■ DIRECTIONS: Take the records underneath and set them down exactly.

■ MATERIALS PROVIDED:
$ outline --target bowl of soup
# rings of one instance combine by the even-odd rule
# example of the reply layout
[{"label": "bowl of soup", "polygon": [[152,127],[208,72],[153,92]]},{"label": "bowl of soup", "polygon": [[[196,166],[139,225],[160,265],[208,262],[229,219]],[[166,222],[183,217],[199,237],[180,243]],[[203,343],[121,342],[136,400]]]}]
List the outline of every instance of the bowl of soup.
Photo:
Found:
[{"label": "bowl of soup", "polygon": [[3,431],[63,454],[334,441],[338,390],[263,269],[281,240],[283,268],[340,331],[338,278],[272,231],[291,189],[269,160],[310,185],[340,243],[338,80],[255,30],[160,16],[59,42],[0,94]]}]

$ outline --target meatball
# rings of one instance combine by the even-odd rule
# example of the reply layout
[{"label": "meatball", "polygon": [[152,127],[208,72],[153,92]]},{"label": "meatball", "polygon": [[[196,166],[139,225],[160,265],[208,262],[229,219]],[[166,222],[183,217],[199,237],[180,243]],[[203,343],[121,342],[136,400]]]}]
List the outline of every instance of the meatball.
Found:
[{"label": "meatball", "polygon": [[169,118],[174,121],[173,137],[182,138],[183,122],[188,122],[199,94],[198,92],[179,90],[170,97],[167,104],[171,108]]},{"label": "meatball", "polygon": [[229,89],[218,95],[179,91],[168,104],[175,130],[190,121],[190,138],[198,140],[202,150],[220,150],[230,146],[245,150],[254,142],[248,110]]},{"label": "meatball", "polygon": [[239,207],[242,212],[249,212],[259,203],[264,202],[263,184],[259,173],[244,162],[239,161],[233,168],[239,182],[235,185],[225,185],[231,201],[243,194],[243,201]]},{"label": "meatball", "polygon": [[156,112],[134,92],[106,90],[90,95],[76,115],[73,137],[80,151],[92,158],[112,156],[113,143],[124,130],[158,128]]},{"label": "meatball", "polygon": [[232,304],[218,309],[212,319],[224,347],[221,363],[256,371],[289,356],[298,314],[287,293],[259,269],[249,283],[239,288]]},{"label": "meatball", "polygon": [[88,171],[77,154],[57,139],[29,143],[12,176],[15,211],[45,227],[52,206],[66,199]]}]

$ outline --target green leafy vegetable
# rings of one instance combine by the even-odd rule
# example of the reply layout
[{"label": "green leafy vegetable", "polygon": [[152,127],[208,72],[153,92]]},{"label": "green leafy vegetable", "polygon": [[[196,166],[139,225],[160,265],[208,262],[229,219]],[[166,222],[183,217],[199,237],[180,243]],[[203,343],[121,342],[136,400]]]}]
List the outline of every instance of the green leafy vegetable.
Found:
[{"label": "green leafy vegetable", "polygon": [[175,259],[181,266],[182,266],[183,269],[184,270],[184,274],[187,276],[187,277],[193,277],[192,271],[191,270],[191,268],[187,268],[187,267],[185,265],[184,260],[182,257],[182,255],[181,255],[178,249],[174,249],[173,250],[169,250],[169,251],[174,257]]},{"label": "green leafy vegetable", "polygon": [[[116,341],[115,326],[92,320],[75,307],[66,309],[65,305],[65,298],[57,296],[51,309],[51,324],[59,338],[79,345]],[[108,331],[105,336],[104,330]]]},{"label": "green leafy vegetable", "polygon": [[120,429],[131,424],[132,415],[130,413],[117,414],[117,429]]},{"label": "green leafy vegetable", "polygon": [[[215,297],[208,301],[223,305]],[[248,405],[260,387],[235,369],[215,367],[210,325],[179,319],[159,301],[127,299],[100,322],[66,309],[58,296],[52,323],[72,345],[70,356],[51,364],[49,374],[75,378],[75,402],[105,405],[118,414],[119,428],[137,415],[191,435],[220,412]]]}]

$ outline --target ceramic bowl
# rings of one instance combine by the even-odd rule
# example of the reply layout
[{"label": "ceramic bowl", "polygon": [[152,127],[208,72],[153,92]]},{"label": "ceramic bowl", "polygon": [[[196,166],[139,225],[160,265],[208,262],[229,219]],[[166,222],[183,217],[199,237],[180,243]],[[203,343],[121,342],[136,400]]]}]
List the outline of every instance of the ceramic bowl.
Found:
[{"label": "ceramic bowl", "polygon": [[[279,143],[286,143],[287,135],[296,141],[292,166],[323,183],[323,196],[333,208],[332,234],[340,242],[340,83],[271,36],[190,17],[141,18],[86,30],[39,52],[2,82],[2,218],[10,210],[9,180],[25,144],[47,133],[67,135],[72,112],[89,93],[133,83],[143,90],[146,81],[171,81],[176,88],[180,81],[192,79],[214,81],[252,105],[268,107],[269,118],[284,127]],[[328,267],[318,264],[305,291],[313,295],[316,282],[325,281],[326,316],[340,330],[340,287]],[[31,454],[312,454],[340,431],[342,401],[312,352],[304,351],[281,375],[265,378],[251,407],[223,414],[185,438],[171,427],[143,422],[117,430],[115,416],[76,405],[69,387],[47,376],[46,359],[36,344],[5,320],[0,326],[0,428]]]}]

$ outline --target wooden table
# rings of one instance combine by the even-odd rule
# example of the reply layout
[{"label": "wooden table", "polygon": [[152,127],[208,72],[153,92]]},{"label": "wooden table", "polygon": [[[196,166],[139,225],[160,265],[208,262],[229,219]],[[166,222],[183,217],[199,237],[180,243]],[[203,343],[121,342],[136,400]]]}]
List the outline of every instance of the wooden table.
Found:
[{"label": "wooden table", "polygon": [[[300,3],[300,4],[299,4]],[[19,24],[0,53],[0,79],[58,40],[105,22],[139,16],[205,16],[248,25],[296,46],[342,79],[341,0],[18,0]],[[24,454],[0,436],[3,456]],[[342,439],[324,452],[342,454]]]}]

■ OUTPUT OF THE EXERCISE:
$ outline --target bowl of soup
# rings of one instance combine by the even-odd rule
# example of the reply layout
[{"label": "bowl of soup", "polygon": [[152,127],[208,72],[153,92]]},{"label": "bowl of soup", "polygon": [[[196,166],[139,225],[160,265],[208,262],[229,219]],[[166,222],[183,217],[199,237],[180,243]],[[203,343],[121,342],[136,400]]]}]
List the outline of every instance of the bowl of soup.
Photo:
Found:
[{"label": "bowl of soup", "polygon": [[3,431],[63,454],[334,441],[338,390],[263,269],[281,240],[283,268],[340,331],[338,278],[272,231],[291,189],[269,160],[310,185],[340,243],[338,80],[255,30],[160,16],[59,42],[0,94]]}]

$ outline --target meatball
# rings of one instance combine by the even-odd rule
# example of the reply layout
[{"label": "meatball", "polygon": [[152,127],[208,72],[153,92]]},{"label": "meatball", "polygon": [[[196,166],[139,225],[160,265],[208,262],[229,219]],[[166,222],[183,217],[199,237],[180,243]],[[203,343],[121,342],[136,400]]]}]
List the outline of every instance of the meatball.
Found:
[{"label": "meatball", "polygon": [[169,118],[174,121],[173,137],[182,138],[183,122],[188,122],[199,94],[198,92],[179,90],[170,97],[167,104],[171,108]]},{"label": "meatball", "polygon": [[229,89],[218,95],[179,91],[168,104],[175,130],[190,121],[190,138],[198,140],[202,150],[220,150],[230,146],[245,150],[254,142],[248,110]]},{"label": "meatball", "polygon": [[239,207],[242,212],[249,212],[259,203],[264,202],[263,184],[259,173],[244,162],[239,161],[233,168],[239,182],[235,185],[225,185],[231,201],[243,194],[243,201]]},{"label": "meatball", "polygon": [[156,112],[134,92],[106,90],[90,95],[76,115],[73,137],[80,151],[92,158],[112,156],[113,143],[124,130],[158,128]]},{"label": "meatball", "polygon": [[232,304],[218,309],[212,319],[224,347],[221,363],[256,371],[289,356],[298,314],[287,293],[259,269],[249,283],[239,288]]},{"label": "meatball", "polygon": [[88,171],[77,154],[57,139],[29,143],[12,176],[15,211],[45,227],[52,206],[66,199]]}]

$ outline --target green leafy vegetable
# rings of one instance combine by the even-odd rule
# example of the reply layout
[{"label": "green leafy vegetable", "polygon": [[152,127],[208,72],[153,92]]},{"label": "green leafy vegetable", "polygon": [[[196,166],[139,225],[160,265],[208,262],[229,219]],[[166,222],[183,217],[199,237],[180,243]],[[203,343],[121,342],[136,400]]]}]
List the outline of every instance of the green leafy vegetable.
Found:
[{"label": "green leafy vegetable", "polygon": [[175,259],[181,266],[182,266],[183,269],[184,270],[184,274],[187,276],[187,277],[193,277],[192,271],[191,270],[191,268],[187,268],[187,267],[185,265],[184,260],[182,257],[182,255],[181,255],[178,249],[174,249],[173,250],[169,250],[169,251],[174,257]]},{"label": "green leafy vegetable", "polygon": [[[116,341],[115,326],[92,320],[75,307],[66,309],[65,305],[65,298],[57,296],[51,309],[51,324],[59,338],[79,345]],[[108,331],[105,336],[104,330]]]},{"label": "green leafy vegetable", "polygon": [[120,429],[131,424],[132,415],[130,413],[117,414],[117,429]]},{"label": "green leafy vegetable", "polygon": [[[215,297],[208,301],[223,305]],[[248,405],[260,387],[235,369],[215,367],[210,325],[179,319],[159,301],[127,299],[100,322],[66,309],[58,296],[52,323],[72,345],[70,356],[51,364],[49,374],[75,378],[75,402],[105,405],[118,414],[119,428],[137,415],[191,435],[220,412]]]}]

$ outline --target ceramic bowl
# rings of one instance combine by the even-odd rule
# example of the reply layout
[{"label": "ceramic bowl", "polygon": [[152,127],[208,72],[153,92]]},{"label": "ceramic bowl", "polygon": [[[196,166],[139,225],[160,265],[208,262],[229,219]],[[166,222],[183,217],[199,237],[180,243]],[[203,343],[121,342],[136,400]]]}]
List the outline of every instance of the ceramic bowl.
Found:
[{"label": "ceramic bowl", "polygon": [[[279,143],[286,143],[287,135],[296,141],[292,166],[323,183],[323,196],[333,208],[332,234],[340,242],[340,83],[271,36],[190,17],[141,18],[86,30],[39,52],[2,82],[2,218],[10,210],[9,180],[25,144],[47,133],[67,135],[72,112],[89,93],[133,83],[143,90],[146,81],[171,81],[176,88],[180,81],[192,79],[214,81],[252,105],[268,107],[269,118],[284,127]],[[328,267],[318,264],[305,291],[313,295],[316,282],[325,281],[326,316],[340,330],[340,287]],[[31,454],[312,454],[340,431],[342,401],[312,352],[304,351],[281,375],[265,378],[251,407],[223,414],[185,438],[171,427],[143,422],[117,430],[115,416],[76,405],[69,387],[47,376],[46,359],[36,344],[5,320],[0,326],[0,428]]]}]

$ outline --target wooden table
# rings of one instance combine by the even-odd rule
# example of the reply layout
[{"label": "wooden table", "polygon": [[152,127],[208,72],[153,92]]},{"label": "wooden table", "polygon": [[[196,166],[139,225],[160,265],[208,262],[229,219]],[[166,222],[183,217],[199,237],[180,243]],[[203,343],[121,342],[136,400]]]}]
List the outline of every instance of the wooden table.
Found:
[{"label": "wooden table", "polygon": [[[300,3],[300,4],[299,4]],[[19,24],[0,53],[0,79],[58,40],[105,22],[139,16],[205,16],[248,25],[296,46],[342,79],[341,0],[18,0]],[[24,454],[0,436],[3,456]],[[342,439],[324,452],[342,454]]]}]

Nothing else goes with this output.